_What you are asked to do:_
Please swap every "instance" in the data below for "occurrence", keeping everything else the same.

_Excerpted data:_
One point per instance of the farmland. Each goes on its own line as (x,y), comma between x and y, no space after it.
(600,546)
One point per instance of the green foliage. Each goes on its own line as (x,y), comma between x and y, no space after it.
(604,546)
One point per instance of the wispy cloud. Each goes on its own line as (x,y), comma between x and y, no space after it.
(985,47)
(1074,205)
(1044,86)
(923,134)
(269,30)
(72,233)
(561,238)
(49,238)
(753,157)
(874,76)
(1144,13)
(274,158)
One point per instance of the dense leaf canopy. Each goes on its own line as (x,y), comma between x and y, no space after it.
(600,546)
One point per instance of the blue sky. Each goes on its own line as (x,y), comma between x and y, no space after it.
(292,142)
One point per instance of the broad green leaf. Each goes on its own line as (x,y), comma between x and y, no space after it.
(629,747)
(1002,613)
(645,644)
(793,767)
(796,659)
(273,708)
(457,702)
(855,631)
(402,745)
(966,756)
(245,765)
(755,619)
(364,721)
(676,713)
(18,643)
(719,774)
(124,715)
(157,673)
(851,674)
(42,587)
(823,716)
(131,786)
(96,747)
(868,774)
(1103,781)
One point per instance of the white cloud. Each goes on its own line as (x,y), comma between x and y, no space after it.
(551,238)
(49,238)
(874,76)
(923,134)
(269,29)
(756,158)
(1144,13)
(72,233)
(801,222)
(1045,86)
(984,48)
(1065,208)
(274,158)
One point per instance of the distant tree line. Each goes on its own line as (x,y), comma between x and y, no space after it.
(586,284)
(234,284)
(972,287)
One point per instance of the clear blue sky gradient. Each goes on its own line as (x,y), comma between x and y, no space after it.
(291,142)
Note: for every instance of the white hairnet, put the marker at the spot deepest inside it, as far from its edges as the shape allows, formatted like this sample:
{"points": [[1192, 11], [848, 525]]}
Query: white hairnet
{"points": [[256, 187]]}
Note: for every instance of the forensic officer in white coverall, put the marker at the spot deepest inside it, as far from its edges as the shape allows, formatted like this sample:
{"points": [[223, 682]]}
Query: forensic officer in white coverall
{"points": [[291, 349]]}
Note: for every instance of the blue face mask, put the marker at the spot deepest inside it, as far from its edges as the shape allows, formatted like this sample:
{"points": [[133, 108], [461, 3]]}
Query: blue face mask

_Response below:_
One point per occurrence of the farmland. Each goes on its own line as (x,y), comma between x and y, no space after it.
(600,546)
One point per occurrence of the green foliage. Each goes on its own line as (x,y), comma between x and y, no space after it.
(604,546)
One point per occurrence of the wispy cloud. Each goes on its own line as (x,y), comma between x and y, no space after it.
(985,47)
(1074,205)
(1044,86)
(923,134)
(269,30)
(72,233)
(561,238)
(49,238)
(753,157)
(874,76)
(1144,13)
(274,158)
One point per occurrence of the dense leaf canopy. Each goes on its own line as (x,y), comma between x and y, no space after it.
(600,546)
One point per occurrence of the blue sky. Each goes on its own line as (x,y), comma between x and y, no space after it.
(292,142)
One point per occurrence of the broad green leaf. Each goes on its own line as (x,y), comma between x and y, no space after it.
(629,747)
(1002,613)
(645,644)
(793,767)
(796,659)
(273,708)
(457,702)
(855,631)
(402,745)
(966,756)
(245,765)
(755,619)
(364,721)
(676,713)
(18,643)
(719,774)
(124,715)
(157,673)
(851,674)
(42,587)
(823,716)
(131,786)
(96,747)
(868,774)
(1103,781)
One point per occurrence of the white cloud. Each goes on its own line as (x,y), comma between x and y, no space after it.
(551,238)
(49,238)
(874,76)
(923,134)
(269,29)
(756,158)
(1144,13)
(72,233)
(801,222)
(1045,86)
(984,48)
(1065,208)
(274,158)
One point per occurrence of the distant tree line. Each goes on its own line as (x,y), comma between x and y, no space after it.
(586,284)
(234,284)
(972,287)
One point per occurrence of the clear blue sky gradient. Each goes on its own line as (x,y), comma between x and y, no space after it.
(291,142)
Note: for every occurrence of the white hairnet, put the marker at the spot deepest inside it, as far from its edges as the shape allows, formatted like this sample:
{"points": [[1192, 11], [848, 525]]}
Query: white hairnet
{"points": [[256, 187]]}
Note: for every occurrence of the forensic officer in white coverall, put the marker at the spot deepest inside it, as far from its edges as the shape allows, formatted like this sample:
{"points": [[223, 682]]}
Query: forensic officer in white coverall
{"points": [[291, 349]]}
Note: for every occurrence of the blue face mask, put the marker at the spot deepest inside it, as far from its edges as the shape allows, formatted like this sample:
{"points": [[133, 108], [461, 3]]}
Query: blue face mask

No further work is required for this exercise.